[Natural-language object grounding data]
• • • • •
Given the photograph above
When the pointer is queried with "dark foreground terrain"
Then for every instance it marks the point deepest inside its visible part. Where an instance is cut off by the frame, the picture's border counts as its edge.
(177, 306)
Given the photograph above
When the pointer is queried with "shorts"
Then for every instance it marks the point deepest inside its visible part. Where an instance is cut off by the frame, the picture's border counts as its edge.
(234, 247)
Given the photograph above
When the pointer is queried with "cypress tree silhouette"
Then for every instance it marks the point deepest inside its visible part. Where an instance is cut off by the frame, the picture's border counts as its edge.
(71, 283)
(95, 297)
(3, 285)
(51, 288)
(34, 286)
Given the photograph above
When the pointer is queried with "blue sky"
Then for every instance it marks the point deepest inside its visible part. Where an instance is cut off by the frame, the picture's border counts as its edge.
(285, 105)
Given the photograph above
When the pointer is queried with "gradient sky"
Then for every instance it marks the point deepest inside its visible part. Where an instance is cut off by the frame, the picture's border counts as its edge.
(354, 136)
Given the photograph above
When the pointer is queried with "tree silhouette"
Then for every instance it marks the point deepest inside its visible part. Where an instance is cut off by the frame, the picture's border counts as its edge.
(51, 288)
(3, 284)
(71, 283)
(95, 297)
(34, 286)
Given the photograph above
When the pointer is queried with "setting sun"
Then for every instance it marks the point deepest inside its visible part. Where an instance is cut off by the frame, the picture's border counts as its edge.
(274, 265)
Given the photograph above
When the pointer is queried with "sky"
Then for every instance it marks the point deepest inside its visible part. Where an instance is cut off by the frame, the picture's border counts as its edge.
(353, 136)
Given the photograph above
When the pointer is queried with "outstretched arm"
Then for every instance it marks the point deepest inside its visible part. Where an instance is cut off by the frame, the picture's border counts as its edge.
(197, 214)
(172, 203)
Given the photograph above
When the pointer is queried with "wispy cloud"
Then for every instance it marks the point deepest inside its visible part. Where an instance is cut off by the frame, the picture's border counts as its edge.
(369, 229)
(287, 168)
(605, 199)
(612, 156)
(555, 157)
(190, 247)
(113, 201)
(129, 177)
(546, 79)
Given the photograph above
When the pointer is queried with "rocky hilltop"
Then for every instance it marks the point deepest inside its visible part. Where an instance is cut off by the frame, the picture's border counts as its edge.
• • • • •
■ THE TASK: Write out all of the records above exactly as they appear.

■ EXERCISE ANSWER:
Given the photograph above
When the pointer is queried with "dark foreground terrain"
Then for every instance it marks the point deepest inside its visible part. Where an instance is cut off by the frame, the picture's border counts as its edge.
(177, 306)
Given the photograph above
When the pointer is queried with "shorts"
Then for every instance it marks the point deepest inside its visible part. Where an instance is cut off by the frame, the picture's border counts as its edge.
(234, 247)
Given the photograph above
When the pointer is queried with "cypress tree silhouette"
Then for every instance it marks the point deepest inside its visible part. Where an instance is cut off by the frame, the picture's border counts as its edge.
(71, 283)
(95, 297)
(3, 285)
(51, 288)
(34, 286)
Given the photograph above
When the pointer is queried with "blue sky"
Then for every instance it marks the point deepest inside its visible part. Where an instance is cut off by the frame, the picture's border counts as its edge.
(285, 105)
Given the photograph above
When the pointer is queried with "gradient sky"
Then for every instance it marks the point deepest inside its visible part. Where an instance is cut off by the frame, the picture's border counts as its edge.
(354, 136)
Given the photograph above
When the pointer is queried with "tree silhouette"
Then for every instance it marks the point deepest inside its visible part. Where an instance is cut off by the frame, the picture's border counts as its edge.
(51, 288)
(3, 284)
(71, 283)
(95, 297)
(34, 286)
Given the photograph above
When the pointer is queried with "setting sun"
Then for every instance it marks the point deepest inside its visible part. Where an instance is cut off by the frame, the picture's border counts as its edge.
(274, 265)
Given the photograph above
When the pointer is queried with "sky"
Then for every instance it marks the point deepest inside its visible part. Where an instance is cut off by the frame, the picture's border counts as its edge.
(353, 136)
Given the photograph above
When the pointer is queried with "outstretched arm"
Then for every instance it marks the point deepest inside its visible part. Where an instance is cut off by the frame, the picture's border counts as its edge.
(197, 214)
(172, 203)
Given the photograph above
When the pointer is queried with "wispy cloud"
Then for every instance it marks the point deepest inside its visible part. Where an instance is cut off by the frame, the picture's border counts as its edge.
(369, 229)
(287, 168)
(605, 199)
(612, 156)
(555, 157)
(190, 247)
(113, 201)
(129, 177)
(546, 79)
Given the photograph above
When the pointer is queried with "rocky hilltop"
Then for every instance it marks the point deepest inside its visible part. Where an instance is cut off by the frame, the picture's border counts as its edge.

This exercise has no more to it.